**Exercise instructions**.
Extract every line of the data below and reproduce each one verbatim, without changing anything.

**Stored data**.
····················

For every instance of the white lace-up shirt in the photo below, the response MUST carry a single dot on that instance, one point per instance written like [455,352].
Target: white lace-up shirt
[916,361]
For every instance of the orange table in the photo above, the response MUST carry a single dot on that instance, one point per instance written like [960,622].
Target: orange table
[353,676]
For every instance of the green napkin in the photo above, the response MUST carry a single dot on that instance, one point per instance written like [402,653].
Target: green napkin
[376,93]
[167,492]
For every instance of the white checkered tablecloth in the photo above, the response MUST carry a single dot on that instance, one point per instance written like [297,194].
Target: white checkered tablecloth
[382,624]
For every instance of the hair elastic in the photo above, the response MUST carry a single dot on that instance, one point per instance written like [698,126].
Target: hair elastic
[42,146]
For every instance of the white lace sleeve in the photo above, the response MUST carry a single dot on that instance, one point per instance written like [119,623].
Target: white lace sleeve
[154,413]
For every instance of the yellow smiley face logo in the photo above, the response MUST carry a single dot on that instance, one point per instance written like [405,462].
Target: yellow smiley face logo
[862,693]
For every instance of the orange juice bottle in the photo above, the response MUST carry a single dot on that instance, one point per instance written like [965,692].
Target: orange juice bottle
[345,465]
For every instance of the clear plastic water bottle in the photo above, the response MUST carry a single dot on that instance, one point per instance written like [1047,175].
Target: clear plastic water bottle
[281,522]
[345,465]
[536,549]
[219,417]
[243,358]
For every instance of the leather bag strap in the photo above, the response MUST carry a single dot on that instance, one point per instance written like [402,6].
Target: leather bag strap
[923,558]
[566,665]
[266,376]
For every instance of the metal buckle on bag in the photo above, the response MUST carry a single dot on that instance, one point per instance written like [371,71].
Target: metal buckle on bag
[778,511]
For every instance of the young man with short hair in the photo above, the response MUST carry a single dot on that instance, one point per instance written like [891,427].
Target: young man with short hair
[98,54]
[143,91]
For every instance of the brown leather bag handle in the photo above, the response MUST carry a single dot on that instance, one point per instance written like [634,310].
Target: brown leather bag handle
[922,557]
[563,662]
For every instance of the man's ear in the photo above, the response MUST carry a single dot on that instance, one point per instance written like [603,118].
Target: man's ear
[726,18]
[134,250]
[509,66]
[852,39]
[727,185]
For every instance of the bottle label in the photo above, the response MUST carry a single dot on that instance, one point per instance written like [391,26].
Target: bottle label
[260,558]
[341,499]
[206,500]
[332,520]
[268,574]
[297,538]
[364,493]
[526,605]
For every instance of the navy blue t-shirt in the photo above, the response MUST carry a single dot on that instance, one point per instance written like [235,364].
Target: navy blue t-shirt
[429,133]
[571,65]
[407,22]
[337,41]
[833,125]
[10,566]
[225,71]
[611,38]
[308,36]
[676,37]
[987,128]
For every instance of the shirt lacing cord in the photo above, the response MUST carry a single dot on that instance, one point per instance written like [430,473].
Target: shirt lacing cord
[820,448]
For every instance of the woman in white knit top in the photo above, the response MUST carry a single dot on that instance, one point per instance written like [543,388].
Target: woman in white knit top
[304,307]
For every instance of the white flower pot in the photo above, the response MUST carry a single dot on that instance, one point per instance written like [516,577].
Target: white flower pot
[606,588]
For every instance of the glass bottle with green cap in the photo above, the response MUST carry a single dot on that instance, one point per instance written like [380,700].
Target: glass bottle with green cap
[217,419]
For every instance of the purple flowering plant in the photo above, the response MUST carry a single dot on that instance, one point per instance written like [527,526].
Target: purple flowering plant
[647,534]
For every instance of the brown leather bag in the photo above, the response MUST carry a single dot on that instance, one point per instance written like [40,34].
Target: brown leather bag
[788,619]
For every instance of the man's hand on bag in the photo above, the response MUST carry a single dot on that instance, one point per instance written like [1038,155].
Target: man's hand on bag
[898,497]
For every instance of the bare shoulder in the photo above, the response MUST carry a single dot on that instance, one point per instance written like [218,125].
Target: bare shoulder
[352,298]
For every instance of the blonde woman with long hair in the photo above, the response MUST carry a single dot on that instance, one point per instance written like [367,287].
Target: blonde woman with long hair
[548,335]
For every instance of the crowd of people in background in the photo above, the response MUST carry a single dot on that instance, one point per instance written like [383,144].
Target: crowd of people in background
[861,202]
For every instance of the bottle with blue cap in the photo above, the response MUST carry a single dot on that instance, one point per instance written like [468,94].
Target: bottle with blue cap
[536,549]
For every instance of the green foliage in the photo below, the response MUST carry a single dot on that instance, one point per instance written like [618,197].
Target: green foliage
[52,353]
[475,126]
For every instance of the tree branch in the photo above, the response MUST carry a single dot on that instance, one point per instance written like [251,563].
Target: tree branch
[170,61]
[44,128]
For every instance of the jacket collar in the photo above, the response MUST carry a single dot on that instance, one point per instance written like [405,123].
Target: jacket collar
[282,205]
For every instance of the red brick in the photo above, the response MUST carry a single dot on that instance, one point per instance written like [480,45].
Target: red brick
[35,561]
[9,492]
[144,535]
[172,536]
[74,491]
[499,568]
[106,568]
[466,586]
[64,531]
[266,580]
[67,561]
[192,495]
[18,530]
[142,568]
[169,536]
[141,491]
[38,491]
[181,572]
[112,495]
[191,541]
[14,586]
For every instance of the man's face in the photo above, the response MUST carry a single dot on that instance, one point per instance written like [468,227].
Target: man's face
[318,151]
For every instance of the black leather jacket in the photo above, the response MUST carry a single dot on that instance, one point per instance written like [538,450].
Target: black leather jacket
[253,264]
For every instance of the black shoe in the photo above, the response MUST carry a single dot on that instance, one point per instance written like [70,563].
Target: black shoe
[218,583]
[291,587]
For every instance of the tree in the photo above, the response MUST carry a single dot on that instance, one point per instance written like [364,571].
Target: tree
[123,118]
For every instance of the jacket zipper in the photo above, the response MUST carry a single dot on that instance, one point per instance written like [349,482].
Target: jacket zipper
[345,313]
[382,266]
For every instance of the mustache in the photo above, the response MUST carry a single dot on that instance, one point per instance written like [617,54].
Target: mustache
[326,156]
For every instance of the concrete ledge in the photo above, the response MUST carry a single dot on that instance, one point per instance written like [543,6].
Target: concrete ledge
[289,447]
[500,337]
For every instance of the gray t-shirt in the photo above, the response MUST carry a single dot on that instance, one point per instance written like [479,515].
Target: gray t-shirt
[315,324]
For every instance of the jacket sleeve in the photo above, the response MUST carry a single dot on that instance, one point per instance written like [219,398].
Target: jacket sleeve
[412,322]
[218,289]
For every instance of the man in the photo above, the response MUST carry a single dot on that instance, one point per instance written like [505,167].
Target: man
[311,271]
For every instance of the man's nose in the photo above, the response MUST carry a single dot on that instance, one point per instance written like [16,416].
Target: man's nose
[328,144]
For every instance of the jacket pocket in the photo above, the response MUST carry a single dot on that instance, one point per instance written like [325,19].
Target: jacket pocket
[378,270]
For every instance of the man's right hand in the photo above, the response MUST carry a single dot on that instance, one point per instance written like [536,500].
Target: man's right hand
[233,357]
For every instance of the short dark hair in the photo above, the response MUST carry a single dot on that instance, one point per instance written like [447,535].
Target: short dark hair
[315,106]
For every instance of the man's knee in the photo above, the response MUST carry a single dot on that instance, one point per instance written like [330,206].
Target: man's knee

····················

**Solution to this exercise**.
For every instance of the white lace-up shirt in the photo below, the response MUST carry a single dot on that instance, one point per instance written like [455,352].
Target: white lace-up shirt
[916,361]
For every instance of the orange table in the photo above, the response MUST carry a single dot on that instance, one point per instance written like [960,622].
Target: orange table
[353,676]
For every instance of the green napkin in the photo above, the response MUST carry a single dot on that instance, one point per instance written like [402,653].
Target: green napkin
[376,93]
[167,492]
For every instance of the white checkered tablecloth in the photo above, the response MUST carry a single dot on that instance, one point per instance written like [297,194].
Target: white checkered tablecloth
[382,624]
For every instance of the hair elastic in the photo above, the response MUST carry a single dot on that instance, one point per instance written like [698,126].
Target: hair elastic
[42,146]
For every instance of the white lace sleeve in the photo above, the response MUST carry a single dot on that instance, one point per instance written like [119,623].
Target: white lace sleeve
[154,413]
For every instance of the yellow smiley face logo in the photo above, the response MUST carry a single dot on that instance, one point per instance written like [405,462].
Target: yellow smiley face logo
[862,693]
For every instance of the orange juice bottle in the photo above, the response MUST carry a single dot on that instance, one point per instance written like [965,692].
Target: orange juice bottle
[345,465]
For every instance of the clear plastic water bottle in the photo above, the response MUST carry a single dot on that instance, one point per instance written like [1047,175].
Target: clear plastic water bottle
[281,522]
[345,465]
[536,549]
[219,417]
[243,358]
For every instance of the leather bag strap in the photo above, the response MUST carry a single dot on that instance, one point per instance written like [402,6].
Target: leather bag strap
[923,558]
[566,665]
[266,376]
For every instance of the metal buckle on bag in the photo above, the response MUST carry a single dot on that instance, one point per instance written like [371,71].
Target: metal buckle on bag
[778,511]
For every instance of the young man with short hair in the photo above, the response MUST carry a single dot on that instance, one point per instance written like [891,427].
Target: young man with short hair
[98,54]
[143,91]
For every instance of the brown leather bag handle in the photo above, the response MUST carry a single dot on that instance, one point per instance written like [634,310].
Target: brown leather bag handle
[922,557]
[563,662]
For every instance of the man's ear in the photo above, the response MUST carry a single dot on that instance, one point per instance written like [603,118].
Target: man's ear
[726,18]
[134,250]
[509,66]
[852,39]
[727,185]
For every instance of the bottle label in the photo above, the response MUST carry a single dot on that instance, one point per instance written like [391,26].
Target: bottle label
[260,558]
[341,499]
[206,500]
[332,520]
[268,574]
[297,538]
[364,493]
[526,605]
For every instance of the navy blue t-shirt in the photo above, the response MUST carry a single dot on that instance, one point per instance written like [235,364].
Target: navy blue t-shirt
[429,133]
[571,65]
[407,22]
[337,41]
[833,125]
[10,566]
[225,71]
[611,38]
[308,36]
[676,37]
[987,128]
For every instance of the shirt lacing cord in the photo above, the response MUST carry a single dot on that instance, one point per instance written like [430,473].
Target: shirt lacing cord
[820,448]
For every instance of the woman in white knit top in the photo above, the response MUST carry a single dot on that instance, one point per instance written like [543,388].
Target: woman in white knit top
[304,307]
For every instance of the white flower pot in the photo above, the response MUST carry a single dot on that instance, one point per instance written like [516,577].
Target: white flower pot
[606,588]
For every instance of the glass bottle with green cap in the photo above, the response MUST carry a single dot on that instance, one point per instance written like [380,700].
Target: glass bottle with green cap
[217,419]
For every instance of the purple flowering plant in the photo above, the response MUST carry a single dot on that instance, one point per instance written like [527,526].
Target: purple flowering plant
[647,534]
For every instance of the brown leather bag in the photo above, the response MUST carry a single dot on that instance, one point per instance written like [40,34].
Target: brown leather bag
[788,619]
For every instance of the man's hand on bag in the photo above, the response MUST carry a single dot on that instance, one point per instance written like [1038,155].
Target: man's hand on bag
[898,497]
For every instance of the bare shoulder in the photo above, the response MUST carry a single dot on that instance, one point per instance written like [218,125].
Target: bare shoulder
[352,298]
For every instance of the blonde woman with long hair in the photo above, the response MUST carry a single dot on that instance, one point per instance written like [367,287].
Target: blonde woman with long hair
[548,335]
For every instance of the crowd of people in background in the photo above, the response MUST carry a single dot on that instance, one point per instance written like [383,144].
Target: crowd of people in background
[861,202]
For every instance of the bottle with blue cap in the photo above, the response MUST carry a single dot on that instance, one point per instance written like [468,94].
Target: bottle with blue cap
[536,549]
For every instance of the green foliage in the photo below, the response MUST carry a single dot on that instance, one point per instance written like [618,197].
Target: green foliage
[52,353]
[475,126]
For every instance of the tree branch in the photo above, the response MUST carry a single dot on that instance, one point per instance written like [251,563].
Target: tree branch
[170,61]
[44,128]
For every instance of the jacket collar in the photo above, the response MUST carry a single dot on that instance, one point per instance written like [405,123].
Target: jacket collar
[282,205]
For every instance of the red brick in the photo above, the response MUST carry a single dot on that instance, one point per instance written like [480,45].
Target: red brick
[35,561]
[9,492]
[144,535]
[172,536]
[74,491]
[499,568]
[106,568]
[466,586]
[64,531]
[266,580]
[67,561]
[192,495]
[18,530]
[142,568]
[169,536]
[141,491]
[38,491]
[181,572]
[112,495]
[191,541]
[14,586]
For every instance of the man's face in the photo above, the response MUST carry a single dot on that instance, one point per instance written like [468,227].
Target: man's face
[318,151]
For every instance of the black leather jacket in the photo above, the response MUST carry a single dot on that instance, one point per instance written like [538,450].
Target: black leather jacket
[253,264]
For every instance of the black shoe in the photo above, the response MUST carry a single dot on that instance, one point per instance written like [70,563].
Target: black shoe
[218,583]
[291,587]
For every instance of the tree in the photo above, the response MUST carry a single dot on that instance, one point per instance written like [364,571].
Target: tree
[123,118]
For every instance of the jacket zipper in the photo above, the response MUST carry a single dot on that instance, one point per instance written like [349,482].
Target: jacket zipper
[345,313]
[382,266]
For every instance of the mustache in the photo above, the response MUST carry a single dot on that instance, one point per instance written like [617,54].
Target: mustache
[326,156]
For every instance of the concrete ledge in the photo above, the response MUST carry a single dot on that instance, one point per instance written like [543,6].
Target: concrete ledge
[289,447]
[500,337]
For every instance of the gray t-shirt in the photo above, the response MUST carry a single dot on that instance, one point per instance written like [479,515].
Target: gray t-shirt
[315,324]
For every instance of the jacket sleeve in the photo above, the response MUST carry a single dot on that instance, one point per instance written like [219,398].
Target: jacket sleeve
[412,322]
[218,289]
For every instance of the man in the photo above, the response MUST carry a single dot on that instance, one point per instance written like [505,167].
Target: man
[311,271]
For every instance of the man's nose in the photo above, the response MUST carry a single dot on that instance, one point per instance written like [16,416].
Target: man's nose
[328,144]
For every instance of the jacket pocket in the photo above, the response MUST carry a single dot on that instance, one point per instance written like [325,19].
Target: jacket pocket
[378,270]
For every instance of the man's right hand in the photo above, the response MUST carry a single dot on that instance, one point per instance written like [536,500].
Target: man's right hand
[233,357]
For every instance of the short dark hair in the photo above, the response MUST carry a single dot on that instance, one point per instance written like [447,535].
Target: short dark hair
[315,106]
For every instance of the man's knee in the photo above, the response MUST carry a single dot on that instance, one point per instance written like [330,206].
Target: man's knee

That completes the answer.